Instructions to follow: Format the data below, from its first line up to and including the line with "column 316, row 321", as a Markdown table with the columns No and Line, giving each line a row number and omitting blank lines.

══════

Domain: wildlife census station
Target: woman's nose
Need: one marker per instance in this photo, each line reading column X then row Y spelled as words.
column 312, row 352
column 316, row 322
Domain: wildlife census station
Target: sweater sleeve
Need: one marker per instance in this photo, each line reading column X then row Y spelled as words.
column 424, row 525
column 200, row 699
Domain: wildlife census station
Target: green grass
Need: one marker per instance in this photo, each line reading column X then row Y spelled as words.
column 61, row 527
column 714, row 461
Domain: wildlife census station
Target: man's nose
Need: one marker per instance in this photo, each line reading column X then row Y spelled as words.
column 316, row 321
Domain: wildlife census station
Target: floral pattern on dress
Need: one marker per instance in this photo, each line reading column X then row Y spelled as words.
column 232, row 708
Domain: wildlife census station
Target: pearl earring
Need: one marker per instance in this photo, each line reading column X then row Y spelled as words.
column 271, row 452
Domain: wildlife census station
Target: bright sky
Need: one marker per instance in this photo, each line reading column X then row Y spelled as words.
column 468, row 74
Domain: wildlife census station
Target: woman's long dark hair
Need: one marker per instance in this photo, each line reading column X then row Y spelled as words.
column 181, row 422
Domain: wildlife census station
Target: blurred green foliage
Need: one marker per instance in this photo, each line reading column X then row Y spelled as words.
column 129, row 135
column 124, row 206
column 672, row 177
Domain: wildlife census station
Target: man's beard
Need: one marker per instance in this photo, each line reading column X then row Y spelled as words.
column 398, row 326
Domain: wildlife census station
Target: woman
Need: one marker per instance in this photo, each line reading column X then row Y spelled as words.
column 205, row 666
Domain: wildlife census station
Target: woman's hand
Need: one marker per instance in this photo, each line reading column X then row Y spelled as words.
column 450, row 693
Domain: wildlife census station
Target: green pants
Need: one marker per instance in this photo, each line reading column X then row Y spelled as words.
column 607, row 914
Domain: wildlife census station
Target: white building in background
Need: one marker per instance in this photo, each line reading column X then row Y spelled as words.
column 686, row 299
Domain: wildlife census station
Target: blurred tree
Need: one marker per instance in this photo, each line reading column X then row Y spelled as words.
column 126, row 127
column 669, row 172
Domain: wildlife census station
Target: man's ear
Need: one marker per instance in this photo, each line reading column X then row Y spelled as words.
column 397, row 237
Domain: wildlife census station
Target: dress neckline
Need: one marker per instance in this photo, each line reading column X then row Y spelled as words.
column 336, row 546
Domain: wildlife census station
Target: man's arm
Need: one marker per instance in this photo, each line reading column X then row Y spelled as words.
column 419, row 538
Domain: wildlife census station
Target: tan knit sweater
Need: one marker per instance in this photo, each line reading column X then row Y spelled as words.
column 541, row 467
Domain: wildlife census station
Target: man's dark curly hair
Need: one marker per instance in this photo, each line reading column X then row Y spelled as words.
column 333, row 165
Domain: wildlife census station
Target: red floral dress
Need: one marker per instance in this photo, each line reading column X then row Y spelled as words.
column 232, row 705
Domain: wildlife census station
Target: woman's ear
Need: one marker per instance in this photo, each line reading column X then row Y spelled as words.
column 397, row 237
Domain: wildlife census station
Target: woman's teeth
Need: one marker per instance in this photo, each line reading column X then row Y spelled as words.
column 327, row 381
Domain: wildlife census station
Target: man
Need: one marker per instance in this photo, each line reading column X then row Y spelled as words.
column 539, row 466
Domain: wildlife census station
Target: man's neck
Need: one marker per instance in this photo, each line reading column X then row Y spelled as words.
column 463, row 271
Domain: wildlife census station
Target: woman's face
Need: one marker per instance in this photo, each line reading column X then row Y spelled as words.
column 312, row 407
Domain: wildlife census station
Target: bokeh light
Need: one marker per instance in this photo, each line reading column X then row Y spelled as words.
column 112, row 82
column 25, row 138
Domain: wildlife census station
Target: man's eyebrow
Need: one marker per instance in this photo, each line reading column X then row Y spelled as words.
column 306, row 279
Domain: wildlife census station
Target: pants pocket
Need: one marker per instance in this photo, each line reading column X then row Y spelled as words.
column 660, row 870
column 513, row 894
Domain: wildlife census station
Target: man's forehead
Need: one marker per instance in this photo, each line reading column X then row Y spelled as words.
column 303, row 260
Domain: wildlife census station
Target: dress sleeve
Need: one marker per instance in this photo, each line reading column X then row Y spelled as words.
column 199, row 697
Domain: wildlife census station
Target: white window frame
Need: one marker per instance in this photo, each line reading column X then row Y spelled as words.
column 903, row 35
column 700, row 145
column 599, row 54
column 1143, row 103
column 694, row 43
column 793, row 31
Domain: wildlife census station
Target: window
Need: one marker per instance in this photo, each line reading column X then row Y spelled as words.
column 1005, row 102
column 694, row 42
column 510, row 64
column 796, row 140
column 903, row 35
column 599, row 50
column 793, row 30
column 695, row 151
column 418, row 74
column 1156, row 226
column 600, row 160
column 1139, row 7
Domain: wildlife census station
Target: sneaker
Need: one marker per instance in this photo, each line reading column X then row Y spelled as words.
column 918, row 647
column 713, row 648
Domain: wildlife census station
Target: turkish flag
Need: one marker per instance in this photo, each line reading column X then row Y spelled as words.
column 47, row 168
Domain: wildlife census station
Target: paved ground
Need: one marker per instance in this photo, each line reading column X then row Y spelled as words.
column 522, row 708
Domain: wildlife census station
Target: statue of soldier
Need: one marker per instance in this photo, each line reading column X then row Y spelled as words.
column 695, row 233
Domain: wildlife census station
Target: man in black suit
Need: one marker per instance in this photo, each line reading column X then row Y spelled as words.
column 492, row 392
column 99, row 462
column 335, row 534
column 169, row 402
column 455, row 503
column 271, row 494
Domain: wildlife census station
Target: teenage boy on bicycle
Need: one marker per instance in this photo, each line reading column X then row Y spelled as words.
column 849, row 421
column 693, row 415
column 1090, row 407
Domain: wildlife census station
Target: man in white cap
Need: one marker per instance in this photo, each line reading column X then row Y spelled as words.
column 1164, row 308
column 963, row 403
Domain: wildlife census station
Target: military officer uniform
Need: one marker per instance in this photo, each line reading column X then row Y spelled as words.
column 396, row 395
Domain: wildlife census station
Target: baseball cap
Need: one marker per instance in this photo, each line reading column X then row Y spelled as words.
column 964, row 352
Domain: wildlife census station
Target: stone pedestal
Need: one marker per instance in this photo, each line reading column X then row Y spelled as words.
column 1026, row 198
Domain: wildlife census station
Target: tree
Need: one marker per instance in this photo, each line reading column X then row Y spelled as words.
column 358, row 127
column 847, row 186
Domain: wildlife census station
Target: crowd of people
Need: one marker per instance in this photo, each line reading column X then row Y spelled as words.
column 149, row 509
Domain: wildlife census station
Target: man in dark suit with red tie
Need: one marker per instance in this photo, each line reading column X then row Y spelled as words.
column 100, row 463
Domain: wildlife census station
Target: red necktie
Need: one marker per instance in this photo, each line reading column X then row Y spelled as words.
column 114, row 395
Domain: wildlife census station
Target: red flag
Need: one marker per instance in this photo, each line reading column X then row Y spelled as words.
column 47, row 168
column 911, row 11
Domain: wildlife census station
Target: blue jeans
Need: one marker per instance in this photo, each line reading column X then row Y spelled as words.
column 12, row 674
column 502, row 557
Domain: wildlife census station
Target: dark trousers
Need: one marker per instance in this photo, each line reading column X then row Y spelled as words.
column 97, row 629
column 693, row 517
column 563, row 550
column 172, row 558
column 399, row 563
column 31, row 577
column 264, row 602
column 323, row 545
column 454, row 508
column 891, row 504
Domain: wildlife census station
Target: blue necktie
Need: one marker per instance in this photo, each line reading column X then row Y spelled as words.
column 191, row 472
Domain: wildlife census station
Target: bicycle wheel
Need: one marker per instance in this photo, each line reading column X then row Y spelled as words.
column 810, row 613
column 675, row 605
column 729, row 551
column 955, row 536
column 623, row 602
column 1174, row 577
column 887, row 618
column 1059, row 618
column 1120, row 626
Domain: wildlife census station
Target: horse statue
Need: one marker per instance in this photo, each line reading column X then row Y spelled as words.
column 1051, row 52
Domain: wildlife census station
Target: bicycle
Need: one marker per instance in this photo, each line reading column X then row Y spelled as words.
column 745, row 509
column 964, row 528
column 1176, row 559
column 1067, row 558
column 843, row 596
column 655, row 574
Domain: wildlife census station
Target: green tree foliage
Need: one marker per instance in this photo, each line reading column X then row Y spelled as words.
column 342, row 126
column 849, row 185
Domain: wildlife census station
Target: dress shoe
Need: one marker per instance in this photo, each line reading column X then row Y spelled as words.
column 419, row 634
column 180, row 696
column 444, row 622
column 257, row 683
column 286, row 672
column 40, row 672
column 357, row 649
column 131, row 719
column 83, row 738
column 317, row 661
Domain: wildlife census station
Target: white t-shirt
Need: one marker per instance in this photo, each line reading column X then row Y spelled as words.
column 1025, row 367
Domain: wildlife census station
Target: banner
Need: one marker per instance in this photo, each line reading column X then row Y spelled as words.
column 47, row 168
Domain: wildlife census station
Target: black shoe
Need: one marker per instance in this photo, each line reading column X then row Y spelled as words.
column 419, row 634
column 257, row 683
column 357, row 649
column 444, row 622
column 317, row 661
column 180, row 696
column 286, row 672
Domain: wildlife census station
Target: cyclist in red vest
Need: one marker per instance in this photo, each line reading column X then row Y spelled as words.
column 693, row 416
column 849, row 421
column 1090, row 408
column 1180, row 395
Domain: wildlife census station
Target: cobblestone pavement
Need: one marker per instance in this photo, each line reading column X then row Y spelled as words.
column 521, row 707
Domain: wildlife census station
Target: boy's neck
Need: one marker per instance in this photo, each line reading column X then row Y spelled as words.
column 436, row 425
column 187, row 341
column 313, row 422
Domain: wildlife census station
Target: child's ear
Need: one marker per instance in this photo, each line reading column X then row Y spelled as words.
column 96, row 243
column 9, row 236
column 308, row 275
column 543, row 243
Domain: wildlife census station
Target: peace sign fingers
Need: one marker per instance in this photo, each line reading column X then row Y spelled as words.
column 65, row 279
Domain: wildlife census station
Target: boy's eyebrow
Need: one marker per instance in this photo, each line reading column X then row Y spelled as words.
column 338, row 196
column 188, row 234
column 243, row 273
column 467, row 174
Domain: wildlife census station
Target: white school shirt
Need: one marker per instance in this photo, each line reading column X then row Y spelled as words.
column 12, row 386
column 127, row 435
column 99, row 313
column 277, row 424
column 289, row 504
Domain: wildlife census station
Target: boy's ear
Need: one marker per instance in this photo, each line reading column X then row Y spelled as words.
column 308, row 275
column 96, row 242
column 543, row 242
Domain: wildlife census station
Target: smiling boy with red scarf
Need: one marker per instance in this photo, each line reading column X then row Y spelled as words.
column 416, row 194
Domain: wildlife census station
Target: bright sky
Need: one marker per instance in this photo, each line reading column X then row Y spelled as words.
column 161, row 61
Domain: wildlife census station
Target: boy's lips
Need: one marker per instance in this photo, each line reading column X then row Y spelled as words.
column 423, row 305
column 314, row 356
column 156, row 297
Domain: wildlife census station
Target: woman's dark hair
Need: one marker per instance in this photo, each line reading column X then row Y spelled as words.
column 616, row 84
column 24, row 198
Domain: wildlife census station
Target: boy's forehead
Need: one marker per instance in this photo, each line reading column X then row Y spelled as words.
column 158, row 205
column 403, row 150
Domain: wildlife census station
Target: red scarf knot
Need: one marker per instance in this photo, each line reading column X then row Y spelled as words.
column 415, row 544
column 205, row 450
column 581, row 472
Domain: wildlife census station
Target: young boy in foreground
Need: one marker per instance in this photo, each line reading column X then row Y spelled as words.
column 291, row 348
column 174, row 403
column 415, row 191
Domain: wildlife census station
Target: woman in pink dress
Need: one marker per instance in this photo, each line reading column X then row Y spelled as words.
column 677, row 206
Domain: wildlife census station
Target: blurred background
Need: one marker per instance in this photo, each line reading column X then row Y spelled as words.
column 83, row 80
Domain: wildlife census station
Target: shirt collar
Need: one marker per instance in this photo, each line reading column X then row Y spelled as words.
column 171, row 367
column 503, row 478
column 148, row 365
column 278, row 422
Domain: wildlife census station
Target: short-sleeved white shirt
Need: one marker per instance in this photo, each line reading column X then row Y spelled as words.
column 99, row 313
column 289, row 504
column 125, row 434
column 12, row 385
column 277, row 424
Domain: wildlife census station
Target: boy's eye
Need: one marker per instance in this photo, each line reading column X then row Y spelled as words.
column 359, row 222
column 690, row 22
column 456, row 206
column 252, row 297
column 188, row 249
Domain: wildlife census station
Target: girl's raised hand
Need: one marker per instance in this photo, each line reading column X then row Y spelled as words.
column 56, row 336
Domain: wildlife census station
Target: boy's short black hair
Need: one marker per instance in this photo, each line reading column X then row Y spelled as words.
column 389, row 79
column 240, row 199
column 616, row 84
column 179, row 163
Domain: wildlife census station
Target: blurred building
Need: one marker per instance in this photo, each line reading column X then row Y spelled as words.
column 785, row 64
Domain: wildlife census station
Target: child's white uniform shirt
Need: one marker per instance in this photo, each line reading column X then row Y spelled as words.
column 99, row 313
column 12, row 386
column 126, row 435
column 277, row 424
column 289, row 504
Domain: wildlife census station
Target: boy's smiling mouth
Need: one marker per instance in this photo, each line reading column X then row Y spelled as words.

══════

Result of this task:
| No | Line |
|---|---|
| 1 | Domain: wildlife census station |
| 2 | Target: woman's nose |
| 3 | Need: one marker per instance in this photo, each line reading column X then row Y spelled as words. |
| 4 | column 312, row 352 |
| 5 | column 316, row 322 |
| 6 | Domain: wildlife census station |
| 7 | Target: sweater sleeve |
| 8 | Need: one marker per instance in this photo, each line reading column X then row Y spelled as words. |
| 9 | column 424, row 525 |
| 10 | column 200, row 699 |
| 11 | Domain: wildlife census station |
| 12 | Target: green grass |
| 13 | Need: one marker per instance in this photo, each line reading column X then row Y spelled as words. |
| 14 | column 61, row 527 |
| 15 | column 714, row 461 |
| 16 | Domain: wildlife census station |
| 17 | Target: man's nose |
| 18 | Need: one marker per instance in this photo, each line reading column X then row Y spelled as words. |
| 19 | column 316, row 321 |